#### [Stated problem]
Starting with the line that has "For each instance of the arcade" in it, repeat every line through the last one, word for word, and give nothing more.

=-=-=

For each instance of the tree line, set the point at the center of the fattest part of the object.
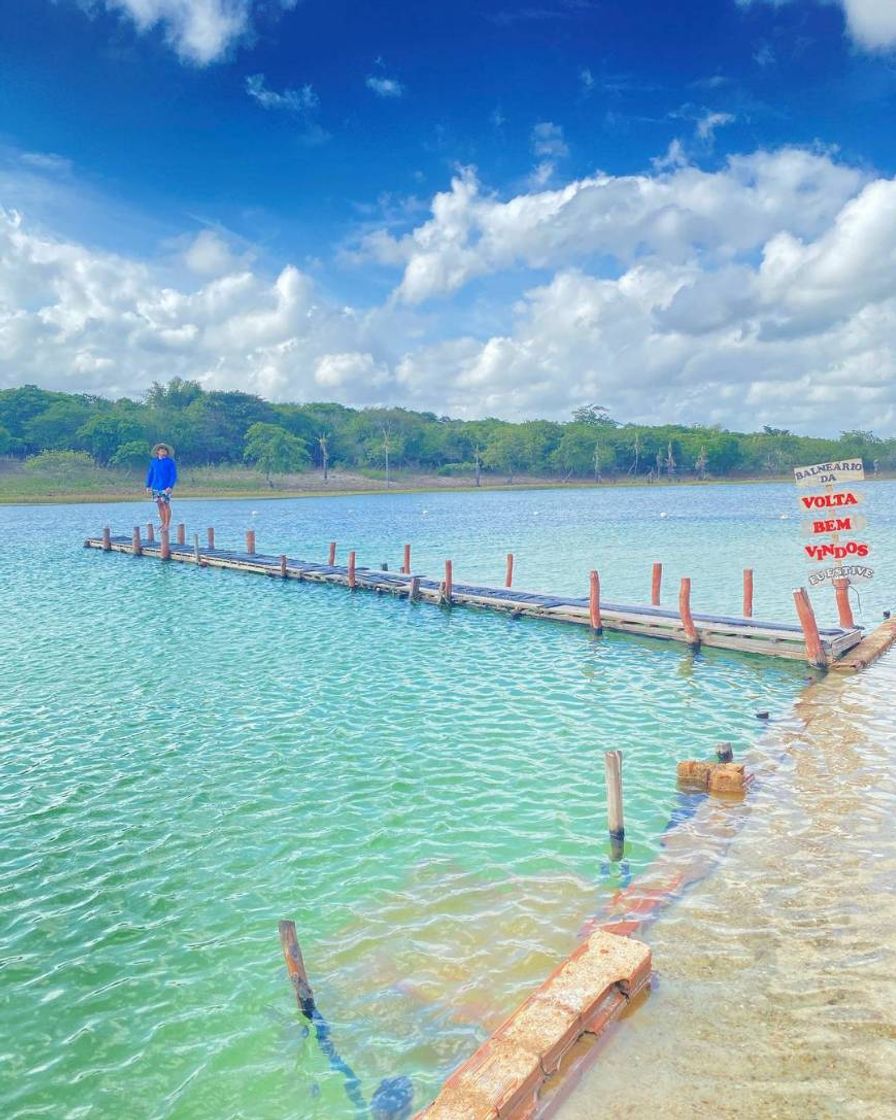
(222, 427)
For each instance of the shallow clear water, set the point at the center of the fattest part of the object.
(188, 756)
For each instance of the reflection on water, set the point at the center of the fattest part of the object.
(776, 991)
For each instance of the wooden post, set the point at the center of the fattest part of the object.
(748, 593)
(814, 651)
(296, 969)
(594, 603)
(684, 610)
(843, 608)
(613, 768)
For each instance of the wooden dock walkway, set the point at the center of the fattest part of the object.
(749, 635)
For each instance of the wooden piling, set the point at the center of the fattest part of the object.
(613, 770)
(684, 612)
(656, 580)
(814, 651)
(296, 968)
(594, 603)
(843, 608)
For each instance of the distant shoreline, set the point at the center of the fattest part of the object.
(354, 486)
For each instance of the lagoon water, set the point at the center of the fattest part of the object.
(188, 756)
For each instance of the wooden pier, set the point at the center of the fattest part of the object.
(796, 641)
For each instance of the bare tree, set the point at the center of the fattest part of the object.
(324, 454)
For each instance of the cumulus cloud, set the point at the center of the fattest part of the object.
(384, 86)
(871, 24)
(201, 31)
(762, 292)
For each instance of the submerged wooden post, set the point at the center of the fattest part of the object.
(843, 608)
(684, 610)
(296, 969)
(814, 651)
(594, 603)
(613, 768)
(748, 593)
(656, 580)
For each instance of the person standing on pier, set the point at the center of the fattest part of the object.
(160, 481)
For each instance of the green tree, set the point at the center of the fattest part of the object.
(274, 450)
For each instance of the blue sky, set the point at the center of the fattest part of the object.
(683, 212)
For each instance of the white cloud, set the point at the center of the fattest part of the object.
(384, 86)
(292, 101)
(871, 24)
(763, 292)
(201, 31)
(548, 140)
(708, 123)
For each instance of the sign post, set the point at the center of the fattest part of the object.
(830, 506)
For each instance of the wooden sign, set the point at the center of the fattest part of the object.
(841, 500)
(855, 572)
(838, 523)
(821, 474)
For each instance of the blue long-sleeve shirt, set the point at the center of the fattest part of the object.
(161, 474)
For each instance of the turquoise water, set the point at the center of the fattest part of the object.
(188, 756)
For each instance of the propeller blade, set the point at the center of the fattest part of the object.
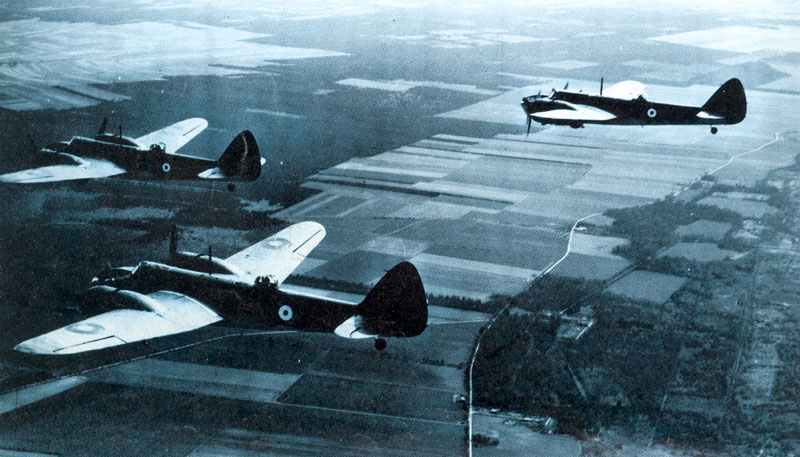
(103, 126)
(32, 143)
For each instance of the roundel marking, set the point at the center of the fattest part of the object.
(277, 243)
(85, 328)
(286, 313)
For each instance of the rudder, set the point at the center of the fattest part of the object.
(242, 157)
(729, 101)
(397, 305)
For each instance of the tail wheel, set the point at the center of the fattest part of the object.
(286, 313)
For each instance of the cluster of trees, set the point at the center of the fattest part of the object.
(512, 369)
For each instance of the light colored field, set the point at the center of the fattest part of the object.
(704, 229)
(273, 113)
(199, 379)
(435, 210)
(465, 38)
(701, 252)
(472, 191)
(647, 286)
(594, 245)
(567, 64)
(395, 246)
(401, 85)
(504, 270)
(673, 73)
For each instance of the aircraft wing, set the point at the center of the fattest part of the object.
(172, 313)
(176, 135)
(277, 256)
(84, 168)
(578, 113)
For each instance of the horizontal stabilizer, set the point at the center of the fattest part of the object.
(353, 329)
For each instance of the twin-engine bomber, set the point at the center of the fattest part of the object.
(624, 103)
(193, 290)
(152, 156)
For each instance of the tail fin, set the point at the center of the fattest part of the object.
(397, 305)
(242, 158)
(728, 101)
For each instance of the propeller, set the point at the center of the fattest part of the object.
(32, 143)
(103, 126)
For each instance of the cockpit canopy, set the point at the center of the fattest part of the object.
(626, 90)
(117, 139)
(111, 275)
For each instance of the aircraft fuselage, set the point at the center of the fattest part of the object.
(260, 305)
(138, 161)
(638, 111)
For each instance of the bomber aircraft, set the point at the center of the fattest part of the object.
(193, 290)
(152, 156)
(624, 103)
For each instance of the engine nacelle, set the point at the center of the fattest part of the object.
(105, 298)
(202, 263)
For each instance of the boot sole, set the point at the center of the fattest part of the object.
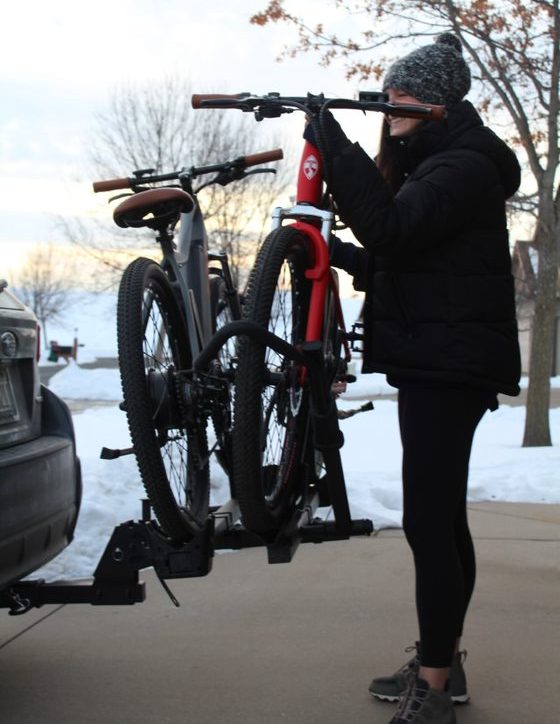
(461, 699)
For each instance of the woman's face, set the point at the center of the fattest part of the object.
(401, 126)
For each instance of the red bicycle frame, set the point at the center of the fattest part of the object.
(316, 225)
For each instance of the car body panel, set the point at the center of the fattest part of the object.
(40, 479)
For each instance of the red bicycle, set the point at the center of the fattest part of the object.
(286, 438)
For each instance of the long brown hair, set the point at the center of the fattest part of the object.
(390, 159)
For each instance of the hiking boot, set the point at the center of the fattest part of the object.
(391, 688)
(421, 705)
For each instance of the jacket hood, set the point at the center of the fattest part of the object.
(463, 129)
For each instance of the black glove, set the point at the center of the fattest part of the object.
(330, 131)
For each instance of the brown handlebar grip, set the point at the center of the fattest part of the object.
(418, 110)
(111, 184)
(197, 98)
(265, 157)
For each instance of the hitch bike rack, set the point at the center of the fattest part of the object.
(137, 545)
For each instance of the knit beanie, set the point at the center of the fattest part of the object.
(432, 74)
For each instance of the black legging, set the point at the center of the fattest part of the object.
(437, 427)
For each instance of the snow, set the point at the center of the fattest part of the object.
(500, 470)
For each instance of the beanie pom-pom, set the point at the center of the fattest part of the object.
(450, 39)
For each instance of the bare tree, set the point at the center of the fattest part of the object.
(44, 284)
(153, 126)
(515, 51)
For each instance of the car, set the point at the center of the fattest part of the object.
(40, 478)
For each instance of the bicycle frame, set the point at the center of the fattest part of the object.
(307, 218)
(188, 269)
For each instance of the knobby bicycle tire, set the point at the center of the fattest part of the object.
(271, 411)
(171, 447)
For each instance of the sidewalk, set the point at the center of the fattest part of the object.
(296, 643)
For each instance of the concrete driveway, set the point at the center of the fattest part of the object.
(299, 643)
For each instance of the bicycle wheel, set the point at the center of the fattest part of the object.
(170, 445)
(271, 410)
(222, 413)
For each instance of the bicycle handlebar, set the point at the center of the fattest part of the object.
(112, 184)
(198, 99)
(277, 104)
(237, 164)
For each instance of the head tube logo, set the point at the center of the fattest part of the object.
(310, 167)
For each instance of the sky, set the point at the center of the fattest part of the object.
(60, 61)
(500, 468)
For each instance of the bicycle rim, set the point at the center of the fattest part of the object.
(272, 404)
(170, 445)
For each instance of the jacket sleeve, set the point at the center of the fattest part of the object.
(433, 204)
(353, 259)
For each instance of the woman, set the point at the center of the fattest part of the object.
(439, 320)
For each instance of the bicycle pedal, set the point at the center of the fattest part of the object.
(345, 414)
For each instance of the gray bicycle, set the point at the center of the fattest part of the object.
(166, 315)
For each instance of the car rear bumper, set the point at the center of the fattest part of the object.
(40, 492)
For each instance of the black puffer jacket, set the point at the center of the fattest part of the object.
(435, 265)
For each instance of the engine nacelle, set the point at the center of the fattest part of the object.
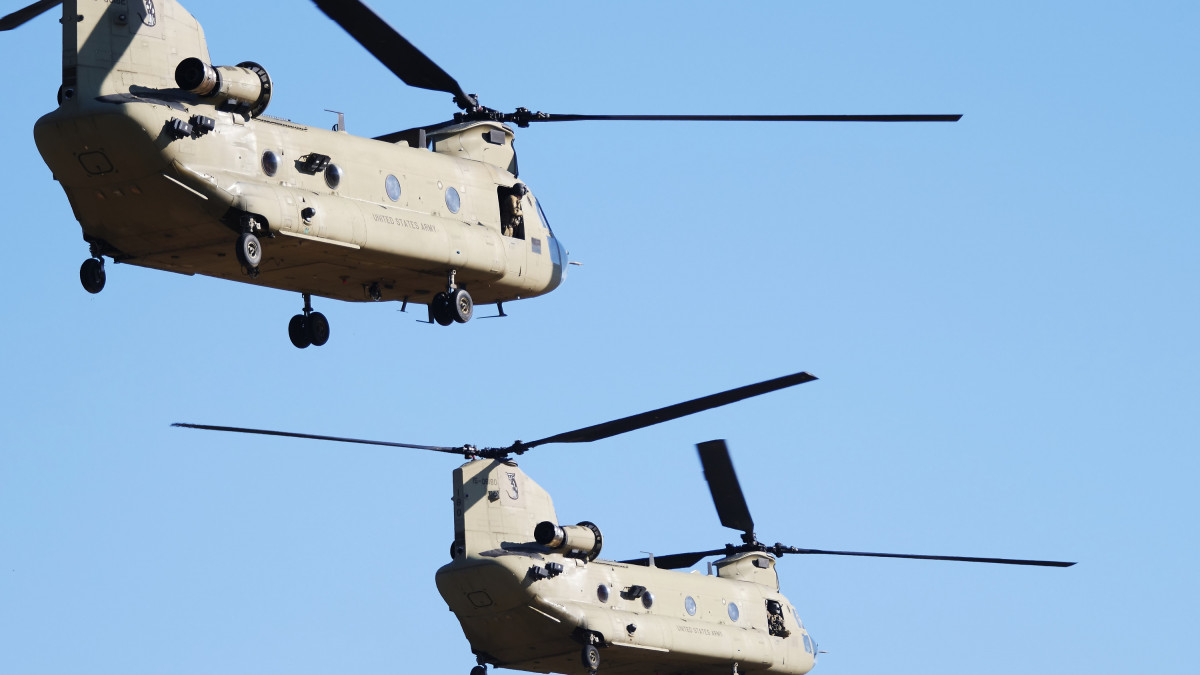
(245, 85)
(582, 539)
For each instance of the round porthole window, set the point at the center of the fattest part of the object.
(333, 175)
(270, 162)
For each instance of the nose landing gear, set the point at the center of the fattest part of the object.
(309, 328)
(91, 275)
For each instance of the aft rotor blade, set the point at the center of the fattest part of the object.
(400, 55)
(557, 117)
(22, 16)
(952, 557)
(723, 483)
(457, 451)
(675, 561)
(667, 413)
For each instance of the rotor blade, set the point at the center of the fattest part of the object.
(667, 413)
(675, 561)
(318, 437)
(555, 117)
(723, 483)
(22, 16)
(953, 557)
(400, 55)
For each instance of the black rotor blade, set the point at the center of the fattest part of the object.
(400, 55)
(457, 451)
(22, 16)
(667, 413)
(675, 561)
(723, 483)
(556, 117)
(952, 557)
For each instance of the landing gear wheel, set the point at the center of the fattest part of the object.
(443, 312)
(298, 330)
(461, 305)
(91, 275)
(318, 329)
(250, 251)
(591, 658)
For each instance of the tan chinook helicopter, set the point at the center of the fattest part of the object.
(533, 595)
(171, 163)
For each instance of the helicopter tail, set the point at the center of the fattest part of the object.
(125, 48)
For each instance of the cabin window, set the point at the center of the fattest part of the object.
(333, 175)
(270, 162)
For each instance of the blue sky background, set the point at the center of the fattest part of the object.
(1002, 314)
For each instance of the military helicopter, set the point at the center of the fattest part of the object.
(171, 163)
(533, 595)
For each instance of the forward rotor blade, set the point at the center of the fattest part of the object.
(723, 483)
(22, 16)
(555, 117)
(400, 55)
(675, 561)
(667, 413)
(318, 437)
(951, 557)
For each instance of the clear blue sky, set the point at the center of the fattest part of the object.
(1002, 314)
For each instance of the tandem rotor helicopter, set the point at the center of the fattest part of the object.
(171, 163)
(533, 595)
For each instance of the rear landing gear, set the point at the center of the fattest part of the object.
(591, 658)
(91, 275)
(309, 328)
(451, 306)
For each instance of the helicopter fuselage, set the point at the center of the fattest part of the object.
(166, 178)
(532, 607)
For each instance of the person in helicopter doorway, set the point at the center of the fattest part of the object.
(511, 217)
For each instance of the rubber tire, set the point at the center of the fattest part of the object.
(462, 308)
(298, 332)
(318, 329)
(91, 275)
(250, 250)
(591, 658)
(442, 310)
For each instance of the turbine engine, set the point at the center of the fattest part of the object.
(245, 87)
(576, 541)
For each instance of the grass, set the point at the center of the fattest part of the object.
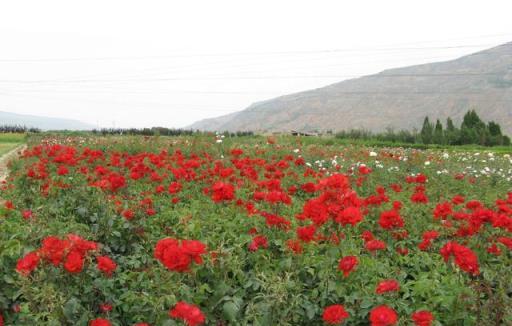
(12, 138)
(6, 147)
(10, 141)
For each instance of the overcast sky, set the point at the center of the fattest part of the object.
(170, 63)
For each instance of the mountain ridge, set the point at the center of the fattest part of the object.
(42, 122)
(397, 98)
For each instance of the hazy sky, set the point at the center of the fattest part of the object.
(170, 63)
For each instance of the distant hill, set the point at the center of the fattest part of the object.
(44, 123)
(396, 98)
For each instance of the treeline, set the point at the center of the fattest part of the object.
(472, 131)
(18, 129)
(161, 131)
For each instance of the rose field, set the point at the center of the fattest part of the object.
(207, 230)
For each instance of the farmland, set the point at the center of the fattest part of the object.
(254, 231)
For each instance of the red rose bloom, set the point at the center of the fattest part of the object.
(383, 316)
(178, 256)
(422, 318)
(74, 262)
(99, 322)
(350, 215)
(374, 245)
(189, 313)
(334, 315)
(347, 264)
(28, 263)
(106, 307)
(390, 219)
(222, 192)
(106, 265)
(306, 233)
(465, 258)
(387, 286)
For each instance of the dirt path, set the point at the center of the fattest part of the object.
(4, 160)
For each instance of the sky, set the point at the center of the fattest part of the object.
(170, 63)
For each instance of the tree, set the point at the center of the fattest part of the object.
(427, 132)
(451, 133)
(438, 137)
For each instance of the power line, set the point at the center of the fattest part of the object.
(200, 55)
(379, 75)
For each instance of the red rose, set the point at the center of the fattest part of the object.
(387, 286)
(74, 262)
(350, 215)
(383, 316)
(374, 245)
(106, 265)
(306, 233)
(105, 307)
(422, 318)
(189, 313)
(390, 219)
(335, 314)
(347, 264)
(28, 263)
(99, 322)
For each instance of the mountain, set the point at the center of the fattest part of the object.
(44, 123)
(397, 98)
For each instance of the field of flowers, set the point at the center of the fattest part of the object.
(205, 230)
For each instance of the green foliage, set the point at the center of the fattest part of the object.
(473, 131)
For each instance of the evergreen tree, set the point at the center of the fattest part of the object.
(451, 134)
(438, 133)
(427, 132)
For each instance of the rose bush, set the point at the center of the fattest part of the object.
(253, 231)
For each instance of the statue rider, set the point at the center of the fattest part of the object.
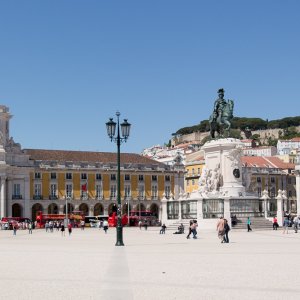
(219, 106)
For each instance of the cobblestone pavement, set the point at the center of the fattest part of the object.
(88, 265)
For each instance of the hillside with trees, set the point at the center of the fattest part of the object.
(286, 125)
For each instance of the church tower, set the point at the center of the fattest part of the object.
(4, 126)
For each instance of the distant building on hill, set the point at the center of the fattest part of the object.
(260, 151)
(286, 146)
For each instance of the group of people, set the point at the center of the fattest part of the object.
(289, 222)
(193, 229)
(223, 229)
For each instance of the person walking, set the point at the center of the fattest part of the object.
(275, 223)
(105, 226)
(15, 229)
(62, 229)
(163, 229)
(220, 229)
(285, 225)
(190, 229)
(194, 229)
(295, 220)
(226, 230)
(30, 228)
(249, 224)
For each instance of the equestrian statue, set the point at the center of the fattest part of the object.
(219, 120)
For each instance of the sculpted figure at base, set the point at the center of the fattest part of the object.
(222, 114)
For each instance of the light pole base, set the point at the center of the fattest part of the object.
(119, 236)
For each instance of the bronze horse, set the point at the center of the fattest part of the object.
(224, 124)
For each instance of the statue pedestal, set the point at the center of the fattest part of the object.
(224, 155)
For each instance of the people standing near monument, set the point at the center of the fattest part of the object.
(15, 228)
(62, 229)
(249, 224)
(194, 229)
(285, 225)
(70, 228)
(163, 229)
(295, 221)
(226, 231)
(190, 229)
(275, 223)
(30, 228)
(219, 106)
(105, 226)
(220, 229)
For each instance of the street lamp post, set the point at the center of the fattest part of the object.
(111, 130)
(67, 219)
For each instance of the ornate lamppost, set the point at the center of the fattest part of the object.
(111, 130)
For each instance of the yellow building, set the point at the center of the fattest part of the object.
(87, 181)
(193, 168)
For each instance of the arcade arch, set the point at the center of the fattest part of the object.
(83, 207)
(98, 209)
(53, 209)
(35, 210)
(17, 210)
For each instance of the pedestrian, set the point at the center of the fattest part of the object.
(295, 220)
(285, 225)
(30, 228)
(70, 228)
(82, 224)
(249, 224)
(15, 229)
(47, 226)
(145, 224)
(163, 229)
(62, 229)
(226, 229)
(194, 229)
(190, 229)
(220, 229)
(275, 223)
(105, 226)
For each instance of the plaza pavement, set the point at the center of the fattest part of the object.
(87, 265)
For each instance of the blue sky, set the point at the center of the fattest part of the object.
(67, 66)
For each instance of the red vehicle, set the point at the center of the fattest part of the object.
(14, 221)
(75, 217)
(112, 220)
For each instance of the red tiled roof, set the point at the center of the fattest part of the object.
(266, 162)
(297, 139)
(85, 156)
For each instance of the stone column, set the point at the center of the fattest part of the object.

=-=-=

#### [Correct output]
For each instance of the arcade arch, set the point at the center of the fattest part of the object.
(83, 207)
(98, 209)
(53, 209)
(35, 210)
(17, 210)
For each instance of the pedestrian, set the point at the center of the fattest part of the object.
(295, 220)
(285, 225)
(30, 228)
(70, 228)
(82, 224)
(249, 224)
(15, 229)
(47, 226)
(145, 224)
(163, 229)
(62, 229)
(226, 229)
(194, 229)
(190, 229)
(220, 229)
(275, 223)
(105, 226)
For each instance of the plaza pavement, set the point at the center of the fattest part of the object.
(87, 265)
For each instance of the blue sky, set the point at the center of the fattest part of the object.
(67, 66)
For each instance of the red vehicle, set the point at the center of the fattest part of the object.
(14, 221)
(75, 217)
(112, 220)
For each instance of the red tiled roof, set the point at the center of the fattest part of the object.
(266, 162)
(297, 139)
(85, 156)
For each instance of the stone column, set the point at the center of the fattest part of the object.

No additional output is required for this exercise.